BEGIN
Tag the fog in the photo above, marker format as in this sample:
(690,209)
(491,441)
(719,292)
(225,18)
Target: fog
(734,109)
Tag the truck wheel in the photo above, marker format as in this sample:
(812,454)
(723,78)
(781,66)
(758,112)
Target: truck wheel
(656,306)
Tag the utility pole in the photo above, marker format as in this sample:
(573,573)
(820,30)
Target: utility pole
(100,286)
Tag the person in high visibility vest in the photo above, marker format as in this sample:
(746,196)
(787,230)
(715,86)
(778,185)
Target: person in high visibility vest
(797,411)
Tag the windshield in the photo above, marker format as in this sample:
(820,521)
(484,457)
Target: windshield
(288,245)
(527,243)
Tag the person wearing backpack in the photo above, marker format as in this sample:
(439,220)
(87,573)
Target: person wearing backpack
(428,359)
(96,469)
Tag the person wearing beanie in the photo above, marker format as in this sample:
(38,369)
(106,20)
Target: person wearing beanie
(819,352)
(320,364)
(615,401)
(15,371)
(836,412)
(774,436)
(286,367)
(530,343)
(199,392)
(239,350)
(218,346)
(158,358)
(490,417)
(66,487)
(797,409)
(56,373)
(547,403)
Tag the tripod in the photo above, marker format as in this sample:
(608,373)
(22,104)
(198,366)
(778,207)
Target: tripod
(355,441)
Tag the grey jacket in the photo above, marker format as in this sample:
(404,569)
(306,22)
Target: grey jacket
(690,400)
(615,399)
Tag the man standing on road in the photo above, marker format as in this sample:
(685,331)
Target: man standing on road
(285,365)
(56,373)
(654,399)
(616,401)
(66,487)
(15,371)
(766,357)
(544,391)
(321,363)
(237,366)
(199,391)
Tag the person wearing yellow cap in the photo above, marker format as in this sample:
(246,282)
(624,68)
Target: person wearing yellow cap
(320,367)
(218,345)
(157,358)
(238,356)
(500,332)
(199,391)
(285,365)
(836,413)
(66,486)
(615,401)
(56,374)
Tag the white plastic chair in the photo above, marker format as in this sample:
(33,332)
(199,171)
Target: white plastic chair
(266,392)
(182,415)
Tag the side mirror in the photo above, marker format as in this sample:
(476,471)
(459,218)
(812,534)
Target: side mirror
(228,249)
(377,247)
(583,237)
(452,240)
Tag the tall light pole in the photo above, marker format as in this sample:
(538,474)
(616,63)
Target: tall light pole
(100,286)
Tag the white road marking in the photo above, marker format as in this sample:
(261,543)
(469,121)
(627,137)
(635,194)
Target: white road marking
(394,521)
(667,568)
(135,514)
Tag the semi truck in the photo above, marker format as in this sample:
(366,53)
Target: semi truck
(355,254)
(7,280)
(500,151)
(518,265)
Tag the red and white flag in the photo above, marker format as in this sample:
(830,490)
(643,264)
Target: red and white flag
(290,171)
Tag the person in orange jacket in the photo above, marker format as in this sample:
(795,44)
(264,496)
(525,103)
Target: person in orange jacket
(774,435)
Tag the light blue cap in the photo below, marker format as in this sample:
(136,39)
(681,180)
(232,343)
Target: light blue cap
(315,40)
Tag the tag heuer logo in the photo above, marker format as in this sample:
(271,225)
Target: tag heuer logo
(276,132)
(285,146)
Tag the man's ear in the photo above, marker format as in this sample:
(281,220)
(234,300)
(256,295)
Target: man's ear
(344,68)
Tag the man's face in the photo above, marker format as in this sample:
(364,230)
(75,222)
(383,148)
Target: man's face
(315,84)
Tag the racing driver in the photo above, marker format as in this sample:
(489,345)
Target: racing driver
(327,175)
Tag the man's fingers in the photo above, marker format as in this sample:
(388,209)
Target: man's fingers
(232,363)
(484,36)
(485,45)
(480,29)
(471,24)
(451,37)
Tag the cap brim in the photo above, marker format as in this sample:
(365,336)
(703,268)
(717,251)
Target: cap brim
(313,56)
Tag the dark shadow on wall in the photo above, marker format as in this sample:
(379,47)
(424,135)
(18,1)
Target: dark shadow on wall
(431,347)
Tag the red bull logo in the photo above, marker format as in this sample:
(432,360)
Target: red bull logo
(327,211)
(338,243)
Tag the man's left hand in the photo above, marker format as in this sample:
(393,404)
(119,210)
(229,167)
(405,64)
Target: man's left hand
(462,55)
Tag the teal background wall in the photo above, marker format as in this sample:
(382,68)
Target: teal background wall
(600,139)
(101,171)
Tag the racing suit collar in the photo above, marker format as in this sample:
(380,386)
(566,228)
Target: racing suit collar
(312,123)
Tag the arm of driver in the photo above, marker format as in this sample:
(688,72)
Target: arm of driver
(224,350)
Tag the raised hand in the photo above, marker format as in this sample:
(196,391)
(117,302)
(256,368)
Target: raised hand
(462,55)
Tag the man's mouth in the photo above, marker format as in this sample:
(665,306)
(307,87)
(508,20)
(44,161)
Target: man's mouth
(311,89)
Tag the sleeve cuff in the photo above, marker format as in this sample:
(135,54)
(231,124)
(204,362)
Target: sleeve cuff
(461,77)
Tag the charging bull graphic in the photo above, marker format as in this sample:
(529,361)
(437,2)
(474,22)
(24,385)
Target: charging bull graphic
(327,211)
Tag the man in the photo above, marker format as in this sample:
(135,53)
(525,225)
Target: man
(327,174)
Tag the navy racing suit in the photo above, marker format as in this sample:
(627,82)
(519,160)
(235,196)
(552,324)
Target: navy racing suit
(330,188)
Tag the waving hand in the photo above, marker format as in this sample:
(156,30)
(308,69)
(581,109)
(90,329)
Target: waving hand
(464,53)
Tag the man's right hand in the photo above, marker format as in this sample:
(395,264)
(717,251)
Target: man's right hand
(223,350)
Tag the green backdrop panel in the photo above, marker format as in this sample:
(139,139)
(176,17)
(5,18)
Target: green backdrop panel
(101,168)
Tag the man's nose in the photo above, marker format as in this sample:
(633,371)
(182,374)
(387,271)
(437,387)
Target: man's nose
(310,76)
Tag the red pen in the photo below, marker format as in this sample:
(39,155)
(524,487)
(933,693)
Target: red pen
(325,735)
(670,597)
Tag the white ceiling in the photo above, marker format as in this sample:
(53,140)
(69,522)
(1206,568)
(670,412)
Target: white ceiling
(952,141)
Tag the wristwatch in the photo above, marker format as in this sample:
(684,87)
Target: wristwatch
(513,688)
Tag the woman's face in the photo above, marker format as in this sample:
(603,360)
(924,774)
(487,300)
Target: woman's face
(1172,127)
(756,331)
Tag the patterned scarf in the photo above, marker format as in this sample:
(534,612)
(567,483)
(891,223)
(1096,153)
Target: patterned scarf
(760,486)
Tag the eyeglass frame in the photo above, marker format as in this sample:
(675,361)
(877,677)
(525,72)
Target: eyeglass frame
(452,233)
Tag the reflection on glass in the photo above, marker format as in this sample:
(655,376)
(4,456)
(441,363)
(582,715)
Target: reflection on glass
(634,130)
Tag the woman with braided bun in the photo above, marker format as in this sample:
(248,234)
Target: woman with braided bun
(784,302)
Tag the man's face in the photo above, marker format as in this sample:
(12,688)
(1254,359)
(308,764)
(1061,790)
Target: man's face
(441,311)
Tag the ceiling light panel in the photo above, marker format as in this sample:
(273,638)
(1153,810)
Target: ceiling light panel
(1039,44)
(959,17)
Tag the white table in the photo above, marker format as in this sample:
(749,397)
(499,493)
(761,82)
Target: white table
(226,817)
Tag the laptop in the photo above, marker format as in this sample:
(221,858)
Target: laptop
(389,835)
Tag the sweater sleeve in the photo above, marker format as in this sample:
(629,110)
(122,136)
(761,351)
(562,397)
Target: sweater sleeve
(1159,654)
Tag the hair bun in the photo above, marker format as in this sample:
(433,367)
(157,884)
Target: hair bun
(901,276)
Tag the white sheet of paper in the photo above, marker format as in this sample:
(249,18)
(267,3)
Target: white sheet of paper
END
Using the records above, please retype only the run of lines from the line holding "Tag the woman with" through the last line, both ends included.

Tag the woman with braided bun in the photo above, marker format as in this sample:
(248,234)
Target: woman with braided bun
(784,302)
Tag the man's face in the photo above, marker format as in this sample:
(12,688)
(1254,359)
(308,764)
(1061,790)
Target: man's face
(441,311)
Tag the ceiling light panel in the photo above, marker format as in this sample:
(273,638)
(1153,810)
Target: ceiling light panel
(1039,44)
(959,17)
Tag the white table in the photo above, marker format as in this sample:
(749,397)
(499,493)
(761,82)
Target: white table
(226,817)
Tag the laptop in the photo above, marker format as in this sample:
(221,858)
Target: laptop
(389,835)
Tag the sweater sleeve in the photo above, marker format as in this sample:
(629,110)
(122,136)
(761,351)
(562,397)
Target: sweater sleeve
(1159,654)
Tag the hair bun in the photo above, marker format as in this sample:
(433,367)
(157,884)
Target: hair bun
(901,276)
Tag the white sheet of paper in the photo above, marker format as in this sample:
(249,18)
(267,3)
Target: white sheet of paper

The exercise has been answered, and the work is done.